Excerpts of bounding box data:
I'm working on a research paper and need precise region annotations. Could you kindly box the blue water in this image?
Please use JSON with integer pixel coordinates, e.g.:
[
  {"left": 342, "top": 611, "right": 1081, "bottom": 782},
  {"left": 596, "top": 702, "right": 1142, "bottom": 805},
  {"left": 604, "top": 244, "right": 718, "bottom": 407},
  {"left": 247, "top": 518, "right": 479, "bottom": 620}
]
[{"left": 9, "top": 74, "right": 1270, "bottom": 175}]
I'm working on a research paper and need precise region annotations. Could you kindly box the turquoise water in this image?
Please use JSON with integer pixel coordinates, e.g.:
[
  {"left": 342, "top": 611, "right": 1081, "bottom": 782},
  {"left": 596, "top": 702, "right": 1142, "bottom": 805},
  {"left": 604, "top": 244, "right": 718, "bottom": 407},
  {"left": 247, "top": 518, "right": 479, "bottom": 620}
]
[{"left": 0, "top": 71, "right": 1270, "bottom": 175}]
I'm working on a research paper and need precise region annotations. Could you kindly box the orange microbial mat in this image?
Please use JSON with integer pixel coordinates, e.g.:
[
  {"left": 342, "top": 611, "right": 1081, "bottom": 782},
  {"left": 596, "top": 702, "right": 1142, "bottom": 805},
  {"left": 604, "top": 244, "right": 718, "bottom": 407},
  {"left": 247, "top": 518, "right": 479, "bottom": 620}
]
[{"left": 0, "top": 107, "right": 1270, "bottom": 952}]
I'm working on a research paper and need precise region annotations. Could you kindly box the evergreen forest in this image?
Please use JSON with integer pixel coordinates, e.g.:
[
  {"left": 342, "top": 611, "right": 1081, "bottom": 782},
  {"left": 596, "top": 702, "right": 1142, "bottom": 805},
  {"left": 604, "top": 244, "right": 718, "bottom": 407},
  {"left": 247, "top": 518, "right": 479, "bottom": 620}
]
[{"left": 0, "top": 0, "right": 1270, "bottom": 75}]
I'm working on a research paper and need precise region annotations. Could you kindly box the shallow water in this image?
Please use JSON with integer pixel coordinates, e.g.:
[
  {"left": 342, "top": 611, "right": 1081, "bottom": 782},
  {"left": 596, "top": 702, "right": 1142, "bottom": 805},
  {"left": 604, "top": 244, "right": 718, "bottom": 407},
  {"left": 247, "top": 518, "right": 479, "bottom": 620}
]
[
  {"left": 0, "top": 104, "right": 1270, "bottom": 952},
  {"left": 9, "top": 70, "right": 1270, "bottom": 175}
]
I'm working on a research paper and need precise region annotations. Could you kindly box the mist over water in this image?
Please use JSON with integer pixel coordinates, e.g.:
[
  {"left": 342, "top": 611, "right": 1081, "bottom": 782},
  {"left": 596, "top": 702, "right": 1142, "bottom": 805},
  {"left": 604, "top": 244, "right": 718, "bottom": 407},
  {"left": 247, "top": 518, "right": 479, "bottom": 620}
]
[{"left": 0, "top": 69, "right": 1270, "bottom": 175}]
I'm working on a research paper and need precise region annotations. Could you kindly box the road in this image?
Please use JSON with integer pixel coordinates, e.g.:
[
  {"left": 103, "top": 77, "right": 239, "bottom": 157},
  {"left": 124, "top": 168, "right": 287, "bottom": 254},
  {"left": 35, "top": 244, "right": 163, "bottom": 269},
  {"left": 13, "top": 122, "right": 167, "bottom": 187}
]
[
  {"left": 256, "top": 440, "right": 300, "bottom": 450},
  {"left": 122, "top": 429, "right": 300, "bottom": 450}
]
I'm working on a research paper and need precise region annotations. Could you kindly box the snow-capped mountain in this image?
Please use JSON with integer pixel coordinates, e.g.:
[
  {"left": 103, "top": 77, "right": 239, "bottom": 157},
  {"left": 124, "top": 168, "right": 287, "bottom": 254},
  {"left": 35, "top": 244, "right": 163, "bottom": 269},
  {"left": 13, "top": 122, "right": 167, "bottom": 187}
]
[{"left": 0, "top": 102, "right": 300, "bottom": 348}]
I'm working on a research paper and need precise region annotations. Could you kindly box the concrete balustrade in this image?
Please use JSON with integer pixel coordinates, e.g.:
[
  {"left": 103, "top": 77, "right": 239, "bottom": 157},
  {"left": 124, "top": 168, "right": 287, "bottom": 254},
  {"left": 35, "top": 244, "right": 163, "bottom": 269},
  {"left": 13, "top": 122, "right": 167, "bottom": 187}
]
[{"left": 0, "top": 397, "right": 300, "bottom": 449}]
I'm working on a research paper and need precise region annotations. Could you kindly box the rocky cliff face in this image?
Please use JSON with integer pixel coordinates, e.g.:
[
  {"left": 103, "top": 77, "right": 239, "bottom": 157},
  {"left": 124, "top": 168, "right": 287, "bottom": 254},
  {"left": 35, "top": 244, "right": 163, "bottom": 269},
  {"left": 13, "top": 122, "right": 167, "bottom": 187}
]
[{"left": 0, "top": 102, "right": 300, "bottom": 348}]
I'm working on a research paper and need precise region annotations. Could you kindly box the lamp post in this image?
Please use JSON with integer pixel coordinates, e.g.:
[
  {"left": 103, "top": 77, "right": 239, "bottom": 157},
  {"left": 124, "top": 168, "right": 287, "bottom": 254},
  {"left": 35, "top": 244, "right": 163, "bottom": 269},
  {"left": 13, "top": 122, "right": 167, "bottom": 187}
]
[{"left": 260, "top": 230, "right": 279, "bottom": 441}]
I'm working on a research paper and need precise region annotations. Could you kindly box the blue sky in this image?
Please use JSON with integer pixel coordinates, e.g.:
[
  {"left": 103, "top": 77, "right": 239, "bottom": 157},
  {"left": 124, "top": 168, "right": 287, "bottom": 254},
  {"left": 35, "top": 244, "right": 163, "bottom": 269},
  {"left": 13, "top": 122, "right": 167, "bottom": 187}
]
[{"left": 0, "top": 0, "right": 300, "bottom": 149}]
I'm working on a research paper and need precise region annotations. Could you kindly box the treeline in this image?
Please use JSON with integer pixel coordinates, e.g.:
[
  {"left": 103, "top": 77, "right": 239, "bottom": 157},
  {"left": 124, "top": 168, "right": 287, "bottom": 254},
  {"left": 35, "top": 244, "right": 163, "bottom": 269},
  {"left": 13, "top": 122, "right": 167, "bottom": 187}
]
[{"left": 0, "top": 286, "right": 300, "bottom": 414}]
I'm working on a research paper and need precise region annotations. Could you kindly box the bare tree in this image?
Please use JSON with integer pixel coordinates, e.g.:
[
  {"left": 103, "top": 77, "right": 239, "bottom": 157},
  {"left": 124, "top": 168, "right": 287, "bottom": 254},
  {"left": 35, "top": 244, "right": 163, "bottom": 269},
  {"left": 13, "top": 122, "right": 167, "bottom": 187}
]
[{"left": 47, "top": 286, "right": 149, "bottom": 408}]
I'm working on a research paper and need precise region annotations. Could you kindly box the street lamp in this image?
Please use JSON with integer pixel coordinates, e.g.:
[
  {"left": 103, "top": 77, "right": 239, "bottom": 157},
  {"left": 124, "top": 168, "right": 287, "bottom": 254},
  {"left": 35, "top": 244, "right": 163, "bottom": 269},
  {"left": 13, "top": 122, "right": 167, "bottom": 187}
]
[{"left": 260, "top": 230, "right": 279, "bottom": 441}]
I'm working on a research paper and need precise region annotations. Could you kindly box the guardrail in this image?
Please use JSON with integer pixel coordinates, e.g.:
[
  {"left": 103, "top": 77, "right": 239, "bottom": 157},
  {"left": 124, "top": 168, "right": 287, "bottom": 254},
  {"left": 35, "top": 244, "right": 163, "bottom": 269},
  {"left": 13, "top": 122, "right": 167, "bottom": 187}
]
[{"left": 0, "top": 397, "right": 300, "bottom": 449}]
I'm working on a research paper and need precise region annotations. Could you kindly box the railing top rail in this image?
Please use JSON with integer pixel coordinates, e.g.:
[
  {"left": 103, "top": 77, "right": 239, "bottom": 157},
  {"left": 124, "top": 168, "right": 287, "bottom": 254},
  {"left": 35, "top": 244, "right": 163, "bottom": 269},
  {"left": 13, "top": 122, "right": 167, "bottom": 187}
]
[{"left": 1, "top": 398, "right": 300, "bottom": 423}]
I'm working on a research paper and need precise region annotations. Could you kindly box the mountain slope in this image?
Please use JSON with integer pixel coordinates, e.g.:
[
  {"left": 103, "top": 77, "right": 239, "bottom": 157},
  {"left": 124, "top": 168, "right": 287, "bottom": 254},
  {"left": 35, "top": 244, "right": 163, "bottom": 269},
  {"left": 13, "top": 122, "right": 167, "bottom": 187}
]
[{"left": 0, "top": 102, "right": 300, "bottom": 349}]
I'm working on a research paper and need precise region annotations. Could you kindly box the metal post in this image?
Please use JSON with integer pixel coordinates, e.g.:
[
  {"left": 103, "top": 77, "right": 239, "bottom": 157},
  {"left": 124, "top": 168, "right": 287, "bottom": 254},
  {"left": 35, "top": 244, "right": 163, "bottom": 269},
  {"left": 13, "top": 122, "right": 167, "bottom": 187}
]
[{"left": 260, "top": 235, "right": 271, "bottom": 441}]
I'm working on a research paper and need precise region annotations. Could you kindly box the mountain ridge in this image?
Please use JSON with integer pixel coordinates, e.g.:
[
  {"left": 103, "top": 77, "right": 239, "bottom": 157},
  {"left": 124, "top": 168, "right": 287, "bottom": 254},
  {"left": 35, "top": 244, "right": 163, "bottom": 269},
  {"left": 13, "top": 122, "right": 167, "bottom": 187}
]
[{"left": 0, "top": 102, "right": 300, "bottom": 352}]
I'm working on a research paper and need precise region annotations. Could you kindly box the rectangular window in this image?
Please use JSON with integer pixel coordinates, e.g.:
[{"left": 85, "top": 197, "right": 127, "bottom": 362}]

**TASK DESCRIPTION**.
Extract every line of the rows above that contains the word "blue", treating uppercase and lowercase as distinct.

**TASK RESPONSE**.
I'm working on a research paper and need precise region annotations. Could you kindly box the blue water in this image?
I'm working on a research paper and need precise region annotations. Could you kindly box the blue sky in this image?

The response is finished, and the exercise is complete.